── Source ──
Why Monetary Stimulus Is Needed

So far, the retail surveys show constrained activity but not contracting activity. The best way to describe this whole thing is that on the consumer side, we have generated a Christmas Club economy. That means consumer-side pricing for the basics will be very sensitive.

Chicago PMI: Under the circumstances, this is a very strong report. It shows slowing activity but also continued growth at a nice level that should tend to provide some bottom-level push up in the economy. The headline was 56.7 (aggregate indicator). That is well above the 40 year median, although this month production did drop below the median. Order backlogs and employment are way above the median, which suggests continued health for months. Prices paid are well below the median, although some of the comments received suggest that manufacturing will be price-sensitive as well.

And that is good, because the bid/cover on four week T-bills was 4.02, on three month T-bills it was a staggering 4.95, and on six month bills it was 4.18. And you know what that means - it means that buying is concentrated on end-of-quarter and end-of-year needs, and probably a lot of the buying is from banks. Maybe a lot of demand overseas. German bunds are hot also, and the rising yields for the riskier European stuff certainly might make European banks buy the stables. But to the extent that it is domestic, it certainly implies that banks will tend to be pulling money out of the economy rather than inserting money into the economy.
───
── Raw data ──
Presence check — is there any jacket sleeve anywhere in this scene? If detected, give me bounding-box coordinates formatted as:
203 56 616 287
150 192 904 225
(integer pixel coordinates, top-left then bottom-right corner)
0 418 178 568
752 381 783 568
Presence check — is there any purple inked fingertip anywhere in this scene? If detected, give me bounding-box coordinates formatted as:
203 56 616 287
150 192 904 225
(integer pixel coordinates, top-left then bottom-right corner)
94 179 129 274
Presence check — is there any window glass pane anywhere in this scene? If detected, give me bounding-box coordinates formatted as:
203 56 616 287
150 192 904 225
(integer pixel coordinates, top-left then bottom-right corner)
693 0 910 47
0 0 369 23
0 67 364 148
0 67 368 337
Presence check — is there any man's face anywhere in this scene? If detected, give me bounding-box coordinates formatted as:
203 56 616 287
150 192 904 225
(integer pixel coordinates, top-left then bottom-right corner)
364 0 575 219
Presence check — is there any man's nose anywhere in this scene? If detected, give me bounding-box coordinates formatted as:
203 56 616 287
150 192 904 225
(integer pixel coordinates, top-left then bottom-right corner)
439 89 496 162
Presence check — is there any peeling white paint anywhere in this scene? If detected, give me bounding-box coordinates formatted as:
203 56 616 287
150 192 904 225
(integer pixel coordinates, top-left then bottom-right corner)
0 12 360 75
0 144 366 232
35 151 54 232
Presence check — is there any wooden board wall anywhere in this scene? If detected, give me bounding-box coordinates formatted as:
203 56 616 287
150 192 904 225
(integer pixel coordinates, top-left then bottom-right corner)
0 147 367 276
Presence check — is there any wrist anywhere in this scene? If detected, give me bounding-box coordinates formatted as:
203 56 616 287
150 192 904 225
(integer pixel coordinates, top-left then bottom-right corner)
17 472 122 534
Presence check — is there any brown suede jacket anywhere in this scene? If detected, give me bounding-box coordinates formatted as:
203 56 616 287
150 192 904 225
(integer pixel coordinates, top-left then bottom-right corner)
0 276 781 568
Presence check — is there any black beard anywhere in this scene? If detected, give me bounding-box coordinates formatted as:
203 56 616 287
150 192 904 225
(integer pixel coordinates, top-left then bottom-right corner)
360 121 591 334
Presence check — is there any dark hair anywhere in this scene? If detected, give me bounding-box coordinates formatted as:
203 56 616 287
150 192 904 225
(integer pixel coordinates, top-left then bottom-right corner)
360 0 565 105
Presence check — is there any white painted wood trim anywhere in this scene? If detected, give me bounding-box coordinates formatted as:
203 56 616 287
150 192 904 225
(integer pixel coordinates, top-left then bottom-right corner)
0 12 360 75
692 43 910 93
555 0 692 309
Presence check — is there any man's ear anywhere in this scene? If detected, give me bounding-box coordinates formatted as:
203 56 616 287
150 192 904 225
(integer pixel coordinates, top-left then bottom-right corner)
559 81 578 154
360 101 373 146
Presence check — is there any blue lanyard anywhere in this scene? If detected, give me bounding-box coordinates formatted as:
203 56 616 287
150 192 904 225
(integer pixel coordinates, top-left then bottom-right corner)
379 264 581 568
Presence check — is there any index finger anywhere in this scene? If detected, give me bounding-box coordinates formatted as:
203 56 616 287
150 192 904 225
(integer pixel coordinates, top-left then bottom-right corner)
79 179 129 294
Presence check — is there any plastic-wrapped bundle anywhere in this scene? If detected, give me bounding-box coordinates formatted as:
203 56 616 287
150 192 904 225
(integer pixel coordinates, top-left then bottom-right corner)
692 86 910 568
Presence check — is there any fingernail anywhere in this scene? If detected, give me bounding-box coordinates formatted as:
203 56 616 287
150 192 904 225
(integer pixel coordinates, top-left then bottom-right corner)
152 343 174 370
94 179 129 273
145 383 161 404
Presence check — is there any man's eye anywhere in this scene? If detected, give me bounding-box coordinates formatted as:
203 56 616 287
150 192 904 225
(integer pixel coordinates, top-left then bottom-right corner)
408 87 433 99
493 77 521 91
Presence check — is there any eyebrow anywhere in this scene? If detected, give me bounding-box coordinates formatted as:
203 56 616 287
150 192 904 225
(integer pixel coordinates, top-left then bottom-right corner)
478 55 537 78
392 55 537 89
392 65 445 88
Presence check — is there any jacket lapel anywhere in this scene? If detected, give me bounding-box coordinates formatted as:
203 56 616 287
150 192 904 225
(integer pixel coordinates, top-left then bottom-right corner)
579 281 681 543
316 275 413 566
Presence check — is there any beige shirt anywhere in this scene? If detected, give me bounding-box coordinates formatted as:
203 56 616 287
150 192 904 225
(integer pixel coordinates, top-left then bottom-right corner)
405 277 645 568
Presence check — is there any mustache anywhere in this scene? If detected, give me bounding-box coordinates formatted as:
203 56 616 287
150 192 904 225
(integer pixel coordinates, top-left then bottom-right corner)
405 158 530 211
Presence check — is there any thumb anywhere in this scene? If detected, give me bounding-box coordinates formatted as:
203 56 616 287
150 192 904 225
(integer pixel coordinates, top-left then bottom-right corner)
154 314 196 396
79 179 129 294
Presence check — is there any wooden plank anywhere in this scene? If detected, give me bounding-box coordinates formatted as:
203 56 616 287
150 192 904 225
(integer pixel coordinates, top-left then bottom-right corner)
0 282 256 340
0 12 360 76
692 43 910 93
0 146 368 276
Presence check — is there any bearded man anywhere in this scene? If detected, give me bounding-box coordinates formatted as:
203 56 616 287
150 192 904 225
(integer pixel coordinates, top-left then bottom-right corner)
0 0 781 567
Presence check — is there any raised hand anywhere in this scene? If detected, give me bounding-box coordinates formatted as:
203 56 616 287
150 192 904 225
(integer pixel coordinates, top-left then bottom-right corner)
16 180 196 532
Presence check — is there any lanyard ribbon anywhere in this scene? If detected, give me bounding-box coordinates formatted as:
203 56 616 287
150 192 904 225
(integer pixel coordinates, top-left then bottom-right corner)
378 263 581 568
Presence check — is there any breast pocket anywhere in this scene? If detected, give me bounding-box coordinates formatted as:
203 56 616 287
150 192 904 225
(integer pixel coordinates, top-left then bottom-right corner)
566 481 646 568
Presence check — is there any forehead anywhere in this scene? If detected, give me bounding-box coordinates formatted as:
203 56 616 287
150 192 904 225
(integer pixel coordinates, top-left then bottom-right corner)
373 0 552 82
───
**Task to complete:** In the commentary on monetary stimulus, what was the bid/cover on three month T-bills?

**Solution for this exercise:** 4.95